_What the task requires_
Rewrite the lines below, substituting "x-y coordinates" for "pixel coordinates" everywhere it occurs and keeping everything else the same. Omit the pictures from your answer.

(Rows from a pointing dataset)

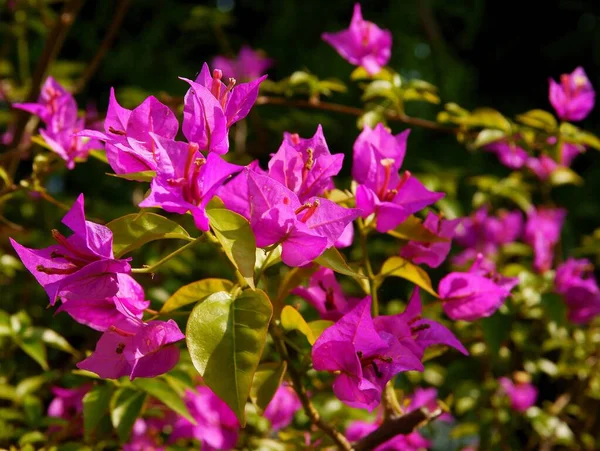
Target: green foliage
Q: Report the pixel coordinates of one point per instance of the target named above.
(225, 336)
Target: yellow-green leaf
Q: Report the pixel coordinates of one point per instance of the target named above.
(134, 230)
(399, 267)
(267, 379)
(413, 229)
(235, 235)
(225, 336)
(194, 292)
(291, 319)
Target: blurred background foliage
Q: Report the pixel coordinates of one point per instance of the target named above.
(477, 52)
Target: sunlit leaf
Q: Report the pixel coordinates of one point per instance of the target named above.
(194, 292)
(267, 379)
(133, 231)
(399, 267)
(225, 338)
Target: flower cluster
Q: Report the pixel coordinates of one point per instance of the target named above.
(57, 109)
(97, 290)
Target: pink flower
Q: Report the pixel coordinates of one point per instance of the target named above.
(216, 425)
(522, 394)
(574, 97)
(81, 266)
(133, 348)
(282, 408)
(363, 44)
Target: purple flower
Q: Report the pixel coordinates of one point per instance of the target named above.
(248, 65)
(574, 97)
(542, 167)
(482, 233)
(575, 281)
(143, 437)
(522, 394)
(325, 294)
(426, 397)
(133, 348)
(432, 254)
(186, 180)
(81, 266)
(57, 108)
(100, 314)
(474, 294)
(67, 402)
(363, 44)
(542, 231)
(282, 408)
(509, 154)
(363, 358)
(378, 155)
(128, 134)
(410, 442)
(305, 166)
(211, 107)
(415, 332)
(216, 425)
(304, 230)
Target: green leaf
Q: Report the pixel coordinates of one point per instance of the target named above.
(96, 403)
(540, 119)
(291, 319)
(412, 229)
(195, 292)
(565, 176)
(332, 259)
(225, 337)
(34, 347)
(488, 136)
(143, 176)
(57, 341)
(125, 407)
(267, 379)
(164, 393)
(135, 230)
(398, 267)
(496, 329)
(235, 235)
(318, 327)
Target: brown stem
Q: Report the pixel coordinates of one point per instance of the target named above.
(404, 424)
(338, 438)
(53, 45)
(109, 37)
(354, 111)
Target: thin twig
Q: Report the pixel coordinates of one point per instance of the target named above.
(353, 111)
(53, 45)
(109, 37)
(404, 424)
(338, 438)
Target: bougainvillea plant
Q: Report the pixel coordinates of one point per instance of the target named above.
(295, 345)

_Task response_
Target: green foliage
Q: Report the x-y coordinates of one point per instance of the target named above.
(225, 336)
Target: yellow-green leaf
Q: Report the x-y coordinates of one point per instance of the target named above.
(134, 230)
(399, 267)
(267, 379)
(413, 229)
(235, 235)
(225, 336)
(194, 292)
(291, 319)
Target: blurred background foliage
Q: Report the x-y coordinates of one point per instance of the target named above.
(477, 52)
Target: sunlit leaf
Q: Report the x-y coordinates of one point per instance of the target named above.
(194, 292)
(267, 379)
(133, 231)
(399, 267)
(225, 338)
Target: flower cluster
Q: Report the x-y coordinates of one point per instance of the target named above.
(57, 109)
(97, 290)
Target: pink flower
Q: Report the x-y coordinates of one point per instance of the target named above.
(216, 425)
(522, 394)
(574, 97)
(81, 266)
(133, 348)
(282, 408)
(363, 44)
Target: purple flower
Q: Report the x-y coordinates of one point per instance of the target named above.
(248, 65)
(574, 97)
(542, 167)
(482, 233)
(575, 281)
(143, 437)
(522, 394)
(325, 294)
(426, 397)
(133, 348)
(432, 254)
(186, 180)
(81, 266)
(57, 108)
(100, 314)
(474, 294)
(67, 402)
(363, 44)
(542, 231)
(282, 408)
(509, 154)
(363, 358)
(378, 155)
(128, 134)
(410, 442)
(305, 166)
(211, 107)
(415, 332)
(216, 425)
(304, 230)
Target: green leaf
Q: Report the x-y coordinates of one point per instance of the target named above.
(96, 403)
(540, 119)
(291, 319)
(412, 229)
(195, 292)
(565, 176)
(332, 259)
(225, 337)
(34, 347)
(488, 136)
(143, 176)
(57, 341)
(125, 407)
(267, 379)
(164, 393)
(135, 230)
(398, 267)
(496, 329)
(235, 235)
(318, 327)
Target: brown stem
Q: Report the x-y coordinates of one point per instance of the target named above.
(404, 424)
(338, 438)
(53, 45)
(109, 37)
(354, 111)
Target: thin twig
Q: Report the x-y coordinates of one point per instance of the target named above.
(353, 111)
(53, 45)
(109, 37)
(404, 424)
(338, 438)
Target: bougainvillea plant
Q: Report the x-y coordinates of one point per instance of the target named above.
(295, 345)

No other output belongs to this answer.